## Task description
Every line of the data must be copied exactly.

## Provided data
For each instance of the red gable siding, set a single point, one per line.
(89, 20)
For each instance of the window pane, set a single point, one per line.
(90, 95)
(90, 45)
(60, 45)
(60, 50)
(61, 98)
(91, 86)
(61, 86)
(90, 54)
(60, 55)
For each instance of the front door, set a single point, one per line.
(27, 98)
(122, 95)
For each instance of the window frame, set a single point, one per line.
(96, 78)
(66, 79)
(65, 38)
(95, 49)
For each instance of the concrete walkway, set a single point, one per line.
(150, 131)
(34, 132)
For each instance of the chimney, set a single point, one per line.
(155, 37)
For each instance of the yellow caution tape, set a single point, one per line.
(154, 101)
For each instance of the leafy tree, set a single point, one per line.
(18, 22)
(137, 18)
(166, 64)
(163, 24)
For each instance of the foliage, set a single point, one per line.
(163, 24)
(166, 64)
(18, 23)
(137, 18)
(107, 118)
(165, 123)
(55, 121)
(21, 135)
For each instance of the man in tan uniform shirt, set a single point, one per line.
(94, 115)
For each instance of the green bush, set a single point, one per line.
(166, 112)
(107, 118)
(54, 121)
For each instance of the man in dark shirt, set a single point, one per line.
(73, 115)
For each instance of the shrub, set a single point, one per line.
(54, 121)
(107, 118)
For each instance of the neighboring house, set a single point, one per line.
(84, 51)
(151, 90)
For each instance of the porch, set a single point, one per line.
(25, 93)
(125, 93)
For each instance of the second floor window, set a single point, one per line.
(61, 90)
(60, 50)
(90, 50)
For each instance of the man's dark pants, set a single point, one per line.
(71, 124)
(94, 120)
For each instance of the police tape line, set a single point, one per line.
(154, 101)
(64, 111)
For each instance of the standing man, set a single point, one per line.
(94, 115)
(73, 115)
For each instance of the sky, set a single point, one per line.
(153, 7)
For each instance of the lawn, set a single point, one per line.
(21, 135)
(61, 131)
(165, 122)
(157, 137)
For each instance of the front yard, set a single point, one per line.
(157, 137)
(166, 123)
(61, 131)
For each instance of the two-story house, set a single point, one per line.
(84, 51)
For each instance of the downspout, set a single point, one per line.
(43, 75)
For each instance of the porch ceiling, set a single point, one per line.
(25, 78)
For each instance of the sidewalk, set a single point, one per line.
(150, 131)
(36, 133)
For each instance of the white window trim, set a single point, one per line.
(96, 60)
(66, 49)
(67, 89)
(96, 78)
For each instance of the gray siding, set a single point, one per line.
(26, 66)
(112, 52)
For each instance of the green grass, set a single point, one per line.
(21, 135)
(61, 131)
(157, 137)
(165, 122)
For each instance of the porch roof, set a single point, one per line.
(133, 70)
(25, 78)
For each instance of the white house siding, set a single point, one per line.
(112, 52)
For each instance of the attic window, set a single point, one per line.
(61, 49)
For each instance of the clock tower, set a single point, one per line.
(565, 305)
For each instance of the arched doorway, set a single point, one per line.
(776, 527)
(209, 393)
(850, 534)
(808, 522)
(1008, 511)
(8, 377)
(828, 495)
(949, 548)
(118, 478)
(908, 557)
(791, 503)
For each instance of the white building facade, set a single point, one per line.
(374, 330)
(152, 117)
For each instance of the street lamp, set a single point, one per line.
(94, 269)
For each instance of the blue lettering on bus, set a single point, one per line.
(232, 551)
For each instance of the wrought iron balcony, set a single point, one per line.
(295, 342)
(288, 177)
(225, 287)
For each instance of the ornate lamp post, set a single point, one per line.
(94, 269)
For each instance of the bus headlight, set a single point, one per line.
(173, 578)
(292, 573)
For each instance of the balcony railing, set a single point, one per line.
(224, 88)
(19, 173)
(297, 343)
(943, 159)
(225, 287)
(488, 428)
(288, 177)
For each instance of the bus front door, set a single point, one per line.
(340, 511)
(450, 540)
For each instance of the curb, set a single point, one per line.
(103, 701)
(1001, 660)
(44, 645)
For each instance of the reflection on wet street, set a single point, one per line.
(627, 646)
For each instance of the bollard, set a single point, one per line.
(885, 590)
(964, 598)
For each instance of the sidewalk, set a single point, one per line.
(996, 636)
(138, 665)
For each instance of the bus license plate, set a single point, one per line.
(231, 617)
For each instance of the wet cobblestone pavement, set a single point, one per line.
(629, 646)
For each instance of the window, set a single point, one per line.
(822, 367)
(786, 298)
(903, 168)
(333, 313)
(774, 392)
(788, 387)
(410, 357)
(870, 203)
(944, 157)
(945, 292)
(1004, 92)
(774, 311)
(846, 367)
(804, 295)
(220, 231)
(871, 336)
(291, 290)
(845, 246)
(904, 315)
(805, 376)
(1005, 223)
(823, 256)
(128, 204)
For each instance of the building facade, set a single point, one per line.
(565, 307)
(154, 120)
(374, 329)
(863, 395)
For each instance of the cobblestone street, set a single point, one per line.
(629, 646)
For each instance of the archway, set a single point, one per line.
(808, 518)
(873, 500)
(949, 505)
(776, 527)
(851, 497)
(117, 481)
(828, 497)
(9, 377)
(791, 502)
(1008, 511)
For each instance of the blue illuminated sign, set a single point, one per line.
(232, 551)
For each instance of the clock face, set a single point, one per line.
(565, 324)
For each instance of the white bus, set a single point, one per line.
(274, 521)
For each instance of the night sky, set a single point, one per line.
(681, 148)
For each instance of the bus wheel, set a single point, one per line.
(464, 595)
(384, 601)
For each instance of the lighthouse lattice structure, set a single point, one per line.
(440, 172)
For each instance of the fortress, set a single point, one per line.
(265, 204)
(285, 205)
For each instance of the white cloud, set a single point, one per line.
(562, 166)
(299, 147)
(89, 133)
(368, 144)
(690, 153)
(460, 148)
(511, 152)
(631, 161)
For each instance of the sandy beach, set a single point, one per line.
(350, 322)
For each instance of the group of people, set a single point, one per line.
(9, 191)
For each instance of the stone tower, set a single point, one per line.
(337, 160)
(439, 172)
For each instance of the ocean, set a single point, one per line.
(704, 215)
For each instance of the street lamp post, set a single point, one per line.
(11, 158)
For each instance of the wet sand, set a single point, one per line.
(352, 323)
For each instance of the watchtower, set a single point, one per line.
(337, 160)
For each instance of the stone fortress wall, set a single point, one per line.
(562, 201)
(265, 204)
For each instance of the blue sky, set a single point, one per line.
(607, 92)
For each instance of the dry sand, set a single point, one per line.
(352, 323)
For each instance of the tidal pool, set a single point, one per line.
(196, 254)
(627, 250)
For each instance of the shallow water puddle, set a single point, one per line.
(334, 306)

## Solution to this task
For each instance of the red gable siding, set a single point, one per line.
(89, 20)
For each instance of the window pane, set a single point, one per line.
(90, 95)
(90, 45)
(60, 45)
(60, 50)
(61, 98)
(91, 86)
(61, 86)
(90, 54)
(60, 55)
For each instance of the front door, set a single point, one per line.
(27, 98)
(122, 95)
For each instance of the window frame, set a single point, one per line.
(96, 78)
(66, 79)
(65, 38)
(95, 49)
For each instance of the concrete walkway, set a single point, one per line.
(150, 131)
(34, 132)
For each instance of the chimney, set a single point, one per line.
(155, 37)
For each instance of the yellow caution tape, set a single point, one per line.
(154, 101)
For each instance of the leafy tree, set a single point, one per line.
(18, 22)
(137, 18)
(166, 64)
(163, 24)
For each instance of the foliage, set a single point, one per line.
(163, 24)
(166, 64)
(18, 23)
(137, 18)
(107, 118)
(165, 123)
(55, 121)
(21, 135)
For each instance of the man in tan uniform shirt, set a single point, one per line.
(94, 115)
For each instance of the green bush, set a single point, one per line.
(166, 112)
(107, 118)
(54, 121)
For each instance of the man in dark shirt, set a single point, one per line.
(73, 115)
For each instance of the shrub, set a single point, one per line.
(54, 121)
(107, 118)
For each instance of the neighboring house, set a single point, one per line.
(84, 51)
(151, 90)
For each instance of the porch, set a single point, one per line.
(25, 93)
(125, 93)
For each instance of the second floor window, set a single point, one per line.
(61, 90)
(60, 50)
(90, 50)
For each instance of the man's dark pants, set a single point, one per line.
(71, 124)
(94, 120)
For each instance of the police tape line, set a single point, one per line.
(154, 101)
(64, 111)
For each instance of the standing man, set a single point, one per line.
(94, 115)
(73, 115)
For each instance of the sky, set a single point, one per line.
(153, 7)
For each instance of the lawn, set a single point, one per line.
(21, 135)
(61, 131)
(165, 122)
(157, 137)
For each instance of the front yard, set a single point, one per line.
(157, 137)
(166, 123)
(61, 131)
For each instance of the two-story house, set a single point, one per line.
(84, 51)
For each instance of the downspout, set a single point, one per line.
(43, 75)
For each instance of the porch ceiling, set a single point, one per line.
(25, 78)
For each instance of the sidewalk, set a single point, one per line.
(150, 131)
(36, 133)
For each instance of the white window trim, set a single point, one per line.
(96, 60)
(66, 49)
(67, 89)
(96, 78)
For each instance of the gray siding, set a single point, one per line.
(26, 66)
(112, 52)
For each instance of the green grass, set a single point, one per line.
(21, 135)
(61, 131)
(157, 137)
(165, 122)
For each instance of the porch roof, set a single point, one per line.
(133, 70)
(25, 78)
For each instance of the white house siding, set a single point, one per line.
(112, 52)
For each instance of the attic window, set a single point, one per line.
(61, 49)
For each instance of the clock tower, set a single point, one per line.
(565, 305)
For each instance of the arched doorway, set a single point, one per line.
(776, 527)
(209, 393)
(850, 534)
(808, 522)
(1008, 511)
(8, 377)
(828, 495)
(949, 548)
(118, 478)
(908, 557)
(791, 503)
For each instance of the white building facade, set a single point, one per line.
(374, 330)
(152, 117)
For each instance of the street lamp, set a single point, one per line.
(94, 269)
For each instance of the blue lettering on bus, set a single point, one per line.
(232, 551)
For each instance of the wrought iron balcony, set a single point, one per line.
(295, 342)
(288, 177)
(225, 287)
For each instance of the ornate lamp post, set a single point, one per line.
(94, 269)
For each instance of the bus headlight, set a single point, one per line.
(173, 578)
(292, 573)
For each instance of the balcony railing, set a single point, one per line.
(224, 88)
(19, 173)
(297, 343)
(943, 159)
(225, 287)
(488, 428)
(288, 177)
For each instance of the bus front door, set a single point, one per line.
(340, 511)
(450, 540)
For each instance of the curb, set a single point, one per line.
(103, 701)
(1001, 660)
(44, 645)
For each instance of the reflection on wet street, set a single point, one per line.
(627, 646)
For each instance of the bollard, set a single point, one per line.
(885, 590)
(964, 598)
For each instance of the sidewalk, set a single point, one per line.
(996, 636)
(138, 665)
For each instance of the bus license plate, set a single point, one per line.
(231, 617)
For each instance of the wet cobblestone pavement, set a single point, one per line.
(629, 646)
For each instance of the window, set a single point, one per line.
(822, 367)
(786, 298)
(903, 168)
(333, 313)
(774, 392)
(788, 387)
(410, 357)
(870, 203)
(944, 157)
(945, 292)
(1004, 92)
(774, 311)
(846, 367)
(804, 295)
(220, 231)
(871, 336)
(291, 290)
(845, 246)
(904, 315)
(805, 376)
(1005, 223)
(823, 256)
(128, 204)
For each instance of the building facade, set a single point, one per line.
(565, 307)
(154, 120)
(374, 329)
(863, 395)
For each instance of the cobblestone street, set a single point, one per line.
(629, 646)
For each instance of the archway, set a single point, one per line.
(808, 518)
(873, 500)
(949, 505)
(776, 527)
(851, 497)
(117, 481)
(828, 497)
(9, 377)
(791, 502)
(1008, 511)
For each instance of the blue illuminated sign, set a single point, one per line.
(232, 551)
For each instance of the clock face, set a single point, one per line.
(565, 324)
For each instance of the white bus, set a single point, one per line.
(274, 521)
For each instance of the night sky, set a single point, one per line.
(681, 148)
For each instance of the bus wheel, set a single point, one per line.
(464, 595)
(384, 601)
For each instance of the lighthouse lattice structure, set a single point, one per line.
(440, 172)
For each instance of the fortress, set a single point, one per line.
(265, 204)
(285, 205)
For each instance of the white cloud, set a single point, one per line.
(562, 166)
(299, 147)
(89, 133)
(368, 144)
(690, 153)
(460, 148)
(511, 152)
(631, 161)
For each instance of the sandy beach, set a single point, one per line.
(350, 322)
For each instance of the group of people, set a single point, one per line.
(9, 191)
For each instance of the stone tower, set a single point, one per line.
(337, 160)
(439, 172)
For each instance of the ocean, set a single point, one per line.
(704, 215)
For each instance of the street lamp post, set a single point, one per line.
(11, 158)
For each instance of the wet sand, set a single point, one per line.
(352, 323)
For each instance of the watchtower, set a single point, one per line.
(337, 160)
For each instance of the stone fortress wall, set a single point, one per line.
(562, 201)
(265, 204)
For each instance of the blue sky, set a single point, one per line.
(607, 92)
For each instance of the dry sand, set a single point, one per line.
(352, 323)
For each instance of the tidal pool, set a single point, one per line.
(196, 254)
(627, 250)
For each instance of the shallow water puddle, set a single point, one per line.
(334, 306)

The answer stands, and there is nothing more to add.